Please give back an exact reproduction of the lines from the one with "Target: black track jacket" through the end of the entries below, and no others.

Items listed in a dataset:
______________________________

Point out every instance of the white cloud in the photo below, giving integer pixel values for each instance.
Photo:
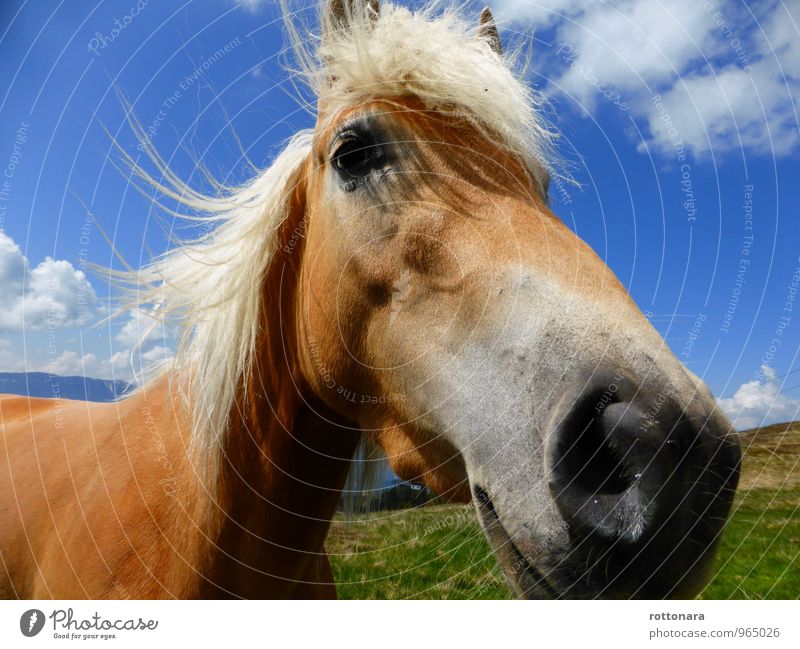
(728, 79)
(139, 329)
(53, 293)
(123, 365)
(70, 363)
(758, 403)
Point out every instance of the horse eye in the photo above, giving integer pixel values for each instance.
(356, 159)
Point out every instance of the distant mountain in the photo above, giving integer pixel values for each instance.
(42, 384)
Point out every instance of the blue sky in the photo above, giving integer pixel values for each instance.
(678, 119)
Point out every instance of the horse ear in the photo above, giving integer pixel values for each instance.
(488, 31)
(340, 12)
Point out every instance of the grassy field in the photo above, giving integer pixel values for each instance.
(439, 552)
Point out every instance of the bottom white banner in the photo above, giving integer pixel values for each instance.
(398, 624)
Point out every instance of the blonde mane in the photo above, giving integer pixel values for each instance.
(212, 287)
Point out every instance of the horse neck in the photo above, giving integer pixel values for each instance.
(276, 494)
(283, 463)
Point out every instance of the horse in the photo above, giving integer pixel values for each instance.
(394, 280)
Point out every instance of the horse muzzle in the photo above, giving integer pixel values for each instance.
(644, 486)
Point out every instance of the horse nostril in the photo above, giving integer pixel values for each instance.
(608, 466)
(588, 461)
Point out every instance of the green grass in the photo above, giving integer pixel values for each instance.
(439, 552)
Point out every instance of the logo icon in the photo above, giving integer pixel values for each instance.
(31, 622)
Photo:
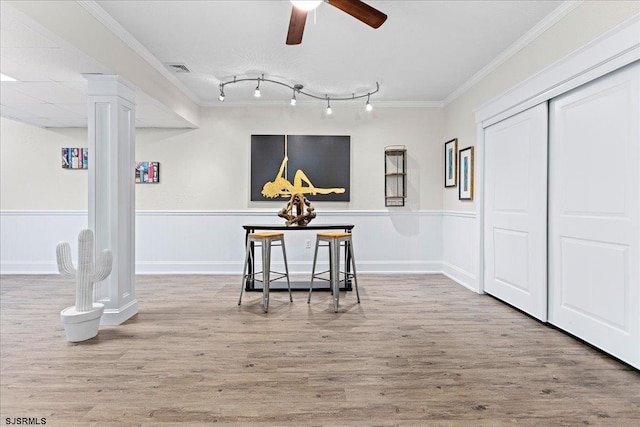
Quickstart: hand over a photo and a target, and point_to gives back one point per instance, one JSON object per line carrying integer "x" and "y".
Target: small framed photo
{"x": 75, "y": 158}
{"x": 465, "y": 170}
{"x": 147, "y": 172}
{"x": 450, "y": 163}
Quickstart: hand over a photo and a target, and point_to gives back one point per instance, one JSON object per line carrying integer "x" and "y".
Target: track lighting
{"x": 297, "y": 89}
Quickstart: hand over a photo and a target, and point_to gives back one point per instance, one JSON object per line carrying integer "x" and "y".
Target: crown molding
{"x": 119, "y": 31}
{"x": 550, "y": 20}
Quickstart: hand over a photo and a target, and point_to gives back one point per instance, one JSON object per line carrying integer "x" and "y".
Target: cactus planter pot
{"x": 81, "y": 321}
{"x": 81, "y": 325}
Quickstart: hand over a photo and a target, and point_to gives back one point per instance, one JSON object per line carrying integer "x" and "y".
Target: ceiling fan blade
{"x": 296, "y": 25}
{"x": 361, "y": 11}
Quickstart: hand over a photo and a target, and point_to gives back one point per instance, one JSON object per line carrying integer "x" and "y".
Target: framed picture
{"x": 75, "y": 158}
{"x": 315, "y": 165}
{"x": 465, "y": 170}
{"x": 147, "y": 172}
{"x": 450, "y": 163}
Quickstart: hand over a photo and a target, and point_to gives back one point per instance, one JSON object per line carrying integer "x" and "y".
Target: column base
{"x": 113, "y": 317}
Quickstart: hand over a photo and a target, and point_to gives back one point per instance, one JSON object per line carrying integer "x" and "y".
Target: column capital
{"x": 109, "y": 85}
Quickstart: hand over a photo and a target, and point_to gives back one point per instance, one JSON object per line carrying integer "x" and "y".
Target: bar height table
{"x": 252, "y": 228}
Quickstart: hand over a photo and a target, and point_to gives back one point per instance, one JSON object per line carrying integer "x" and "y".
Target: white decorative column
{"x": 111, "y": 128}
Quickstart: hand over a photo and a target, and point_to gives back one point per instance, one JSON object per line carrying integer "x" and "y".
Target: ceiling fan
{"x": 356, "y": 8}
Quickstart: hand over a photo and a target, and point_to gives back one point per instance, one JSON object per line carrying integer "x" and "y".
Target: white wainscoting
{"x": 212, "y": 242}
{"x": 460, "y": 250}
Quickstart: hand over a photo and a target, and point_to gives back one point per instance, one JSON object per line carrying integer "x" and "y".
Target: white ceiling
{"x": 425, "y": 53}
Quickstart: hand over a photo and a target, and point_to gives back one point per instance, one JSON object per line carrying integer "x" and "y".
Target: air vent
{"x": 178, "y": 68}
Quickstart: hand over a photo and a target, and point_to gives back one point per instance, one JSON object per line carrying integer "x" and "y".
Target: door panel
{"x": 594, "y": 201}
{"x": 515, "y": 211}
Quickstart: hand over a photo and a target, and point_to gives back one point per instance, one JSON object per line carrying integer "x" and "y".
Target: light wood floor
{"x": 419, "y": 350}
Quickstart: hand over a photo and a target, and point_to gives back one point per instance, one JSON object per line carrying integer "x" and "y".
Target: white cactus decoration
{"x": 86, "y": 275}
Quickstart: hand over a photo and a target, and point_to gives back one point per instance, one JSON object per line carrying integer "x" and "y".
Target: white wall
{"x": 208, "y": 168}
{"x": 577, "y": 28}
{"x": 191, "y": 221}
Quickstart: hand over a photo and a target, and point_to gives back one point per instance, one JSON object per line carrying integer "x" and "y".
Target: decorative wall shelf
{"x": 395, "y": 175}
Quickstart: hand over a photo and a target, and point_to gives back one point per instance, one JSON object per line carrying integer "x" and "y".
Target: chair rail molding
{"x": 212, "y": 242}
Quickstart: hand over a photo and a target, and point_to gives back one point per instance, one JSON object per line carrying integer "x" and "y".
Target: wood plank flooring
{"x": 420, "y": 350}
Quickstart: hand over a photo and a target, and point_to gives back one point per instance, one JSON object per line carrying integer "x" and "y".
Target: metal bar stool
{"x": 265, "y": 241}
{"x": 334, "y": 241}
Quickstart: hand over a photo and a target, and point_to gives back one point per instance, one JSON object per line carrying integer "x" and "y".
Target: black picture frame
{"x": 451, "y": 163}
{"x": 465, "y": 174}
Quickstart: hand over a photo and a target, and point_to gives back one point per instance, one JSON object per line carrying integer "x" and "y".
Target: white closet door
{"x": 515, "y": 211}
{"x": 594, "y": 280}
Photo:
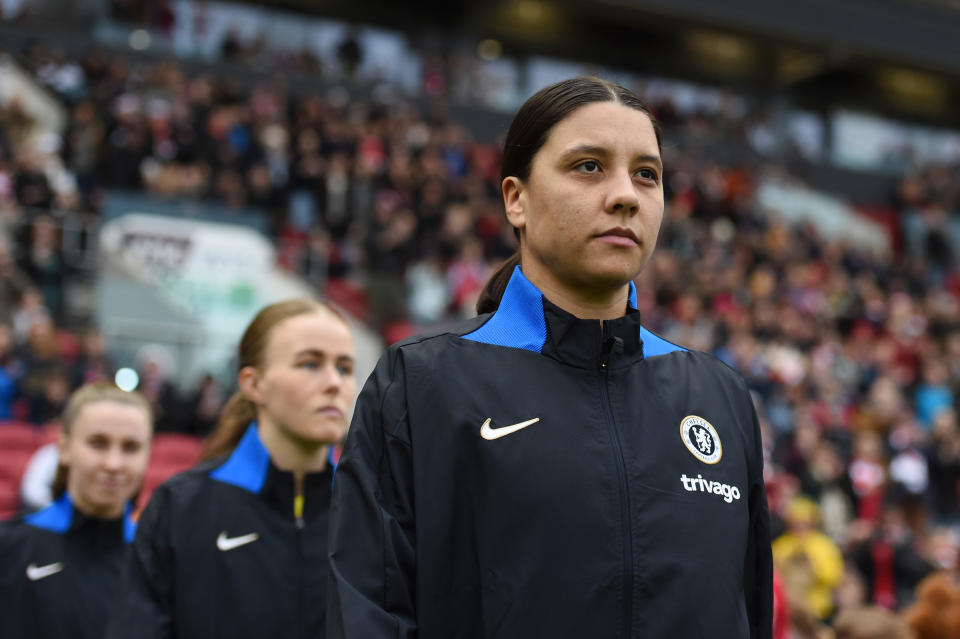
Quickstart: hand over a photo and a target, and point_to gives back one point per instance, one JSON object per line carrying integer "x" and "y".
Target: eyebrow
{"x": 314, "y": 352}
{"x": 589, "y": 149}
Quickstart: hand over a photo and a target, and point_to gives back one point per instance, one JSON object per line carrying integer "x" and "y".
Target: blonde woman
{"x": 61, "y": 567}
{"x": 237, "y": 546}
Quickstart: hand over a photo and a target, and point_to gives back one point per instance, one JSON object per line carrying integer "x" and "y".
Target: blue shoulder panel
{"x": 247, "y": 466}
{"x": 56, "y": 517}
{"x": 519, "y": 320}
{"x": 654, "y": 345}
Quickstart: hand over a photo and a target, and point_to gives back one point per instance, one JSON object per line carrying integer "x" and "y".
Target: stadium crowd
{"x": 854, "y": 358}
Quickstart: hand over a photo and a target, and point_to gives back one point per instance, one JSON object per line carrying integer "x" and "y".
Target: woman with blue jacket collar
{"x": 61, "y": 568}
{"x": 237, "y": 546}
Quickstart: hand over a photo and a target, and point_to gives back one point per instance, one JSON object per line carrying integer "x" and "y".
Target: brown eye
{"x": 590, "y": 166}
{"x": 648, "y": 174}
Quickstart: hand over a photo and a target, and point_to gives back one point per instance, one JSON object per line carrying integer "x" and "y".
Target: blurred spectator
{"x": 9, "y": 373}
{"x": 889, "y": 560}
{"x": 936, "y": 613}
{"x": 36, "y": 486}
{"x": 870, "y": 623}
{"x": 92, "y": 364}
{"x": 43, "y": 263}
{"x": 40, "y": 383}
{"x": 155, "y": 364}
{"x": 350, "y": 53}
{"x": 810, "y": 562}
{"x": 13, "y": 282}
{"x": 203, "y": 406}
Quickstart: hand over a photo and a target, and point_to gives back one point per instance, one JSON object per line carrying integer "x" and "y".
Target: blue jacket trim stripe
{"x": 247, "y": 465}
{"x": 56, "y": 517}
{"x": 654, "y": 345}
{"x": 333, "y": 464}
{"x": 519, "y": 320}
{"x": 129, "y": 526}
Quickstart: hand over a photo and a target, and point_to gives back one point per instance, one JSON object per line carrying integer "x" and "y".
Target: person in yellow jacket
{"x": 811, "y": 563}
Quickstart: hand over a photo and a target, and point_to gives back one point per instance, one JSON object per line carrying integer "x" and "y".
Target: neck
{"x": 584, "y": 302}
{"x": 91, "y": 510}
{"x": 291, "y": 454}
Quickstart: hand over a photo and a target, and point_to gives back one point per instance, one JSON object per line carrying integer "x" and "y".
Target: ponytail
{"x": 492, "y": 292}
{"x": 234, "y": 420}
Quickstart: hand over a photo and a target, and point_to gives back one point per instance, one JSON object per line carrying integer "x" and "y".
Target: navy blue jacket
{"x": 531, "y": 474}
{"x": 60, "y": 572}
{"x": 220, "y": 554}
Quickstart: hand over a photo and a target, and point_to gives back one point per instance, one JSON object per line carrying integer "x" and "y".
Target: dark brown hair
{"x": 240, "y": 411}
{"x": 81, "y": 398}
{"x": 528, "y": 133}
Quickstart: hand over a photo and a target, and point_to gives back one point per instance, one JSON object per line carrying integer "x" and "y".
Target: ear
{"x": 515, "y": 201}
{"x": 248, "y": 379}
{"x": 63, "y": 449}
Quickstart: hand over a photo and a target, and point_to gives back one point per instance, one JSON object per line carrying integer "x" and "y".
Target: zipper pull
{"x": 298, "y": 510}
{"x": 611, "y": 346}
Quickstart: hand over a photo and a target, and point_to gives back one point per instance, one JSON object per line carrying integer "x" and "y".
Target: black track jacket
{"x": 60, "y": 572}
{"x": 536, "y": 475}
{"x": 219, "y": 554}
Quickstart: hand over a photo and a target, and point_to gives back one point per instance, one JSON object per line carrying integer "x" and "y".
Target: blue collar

______________________________

* **COMPLETED EXERCISE**:
Target: black track jacket
{"x": 60, "y": 572}
{"x": 536, "y": 475}
{"x": 219, "y": 554}
Quickstart: hand over a photo and a target, and point_to gives back one point per instance, one JSON object per line carrying integer "x" and "y".
Target: blue collar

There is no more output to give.